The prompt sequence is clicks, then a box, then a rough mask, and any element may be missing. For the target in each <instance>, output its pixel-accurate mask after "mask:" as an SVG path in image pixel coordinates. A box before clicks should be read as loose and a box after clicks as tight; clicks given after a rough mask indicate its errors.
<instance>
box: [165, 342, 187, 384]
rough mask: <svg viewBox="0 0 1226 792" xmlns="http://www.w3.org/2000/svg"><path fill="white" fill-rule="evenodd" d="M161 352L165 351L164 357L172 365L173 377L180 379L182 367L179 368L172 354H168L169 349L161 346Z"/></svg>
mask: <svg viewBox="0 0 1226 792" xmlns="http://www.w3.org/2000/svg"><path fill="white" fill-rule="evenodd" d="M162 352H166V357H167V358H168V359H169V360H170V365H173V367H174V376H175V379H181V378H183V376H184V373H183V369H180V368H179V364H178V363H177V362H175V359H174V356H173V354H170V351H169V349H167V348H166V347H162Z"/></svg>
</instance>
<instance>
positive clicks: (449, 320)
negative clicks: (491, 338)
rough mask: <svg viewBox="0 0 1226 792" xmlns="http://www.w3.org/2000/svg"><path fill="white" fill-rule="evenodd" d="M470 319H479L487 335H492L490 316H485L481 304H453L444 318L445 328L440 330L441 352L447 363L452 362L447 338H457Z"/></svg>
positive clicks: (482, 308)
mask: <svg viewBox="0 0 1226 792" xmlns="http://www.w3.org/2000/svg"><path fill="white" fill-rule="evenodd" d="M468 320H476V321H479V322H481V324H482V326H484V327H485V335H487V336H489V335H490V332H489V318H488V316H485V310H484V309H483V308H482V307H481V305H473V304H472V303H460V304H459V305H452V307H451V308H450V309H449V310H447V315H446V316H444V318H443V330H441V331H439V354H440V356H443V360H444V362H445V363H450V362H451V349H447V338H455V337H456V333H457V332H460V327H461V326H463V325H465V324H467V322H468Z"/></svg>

____________________

**Task to carry out**
Give back exactly the lines of the listing, starting with the first and ending with the one bearing "319H479L487 335H492L490 316H485L481". Add no other lines.

**Written answer**
The prompt sequence is clicks, then a box, then a rough mask, and any element may be missing. For the target in each <instance>, output its pixel-accurate mask after "mask:" as an SVG path in image pixel coordinates. A box before clicks should be read as loose and a box after clicks as tight; clicks given after a rough mask indicate its errors.
<instance>
box: [165, 342, 187, 384]
rough mask: <svg viewBox="0 0 1226 792" xmlns="http://www.w3.org/2000/svg"><path fill="white" fill-rule="evenodd" d="M161 352L165 351L164 357L172 365L173 377L180 379L182 367L179 368L172 354H168L169 349L161 346Z"/></svg>
mask: <svg viewBox="0 0 1226 792" xmlns="http://www.w3.org/2000/svg"><path fill="white" fill-rule="evenodd" d="M162 352H166V357H167V358H168V359H169V360H170V365H173V367H174V376H175V379H181V378H183V376H184V373H183V369H180V368H179V364H178V363H177V362H175V359H174V356H173V354H170V351H169V349H167V348H166V347H162Z"/></svg>
</instance>
<instance>
positive clicks: (449, 320)
negative clicks: (491, 338)
rough mask: <svg viewBox="0 0 1226 792" xmlns="http://www.w3.org/2000/svg"><path fill="white" fill-rule="evenodd" d="M470 319H479L487 335H492L490 316H485L481 304H453L444 318L445 328L440 330L441 352L447 363L452 362L447 338H457Z"/></svg>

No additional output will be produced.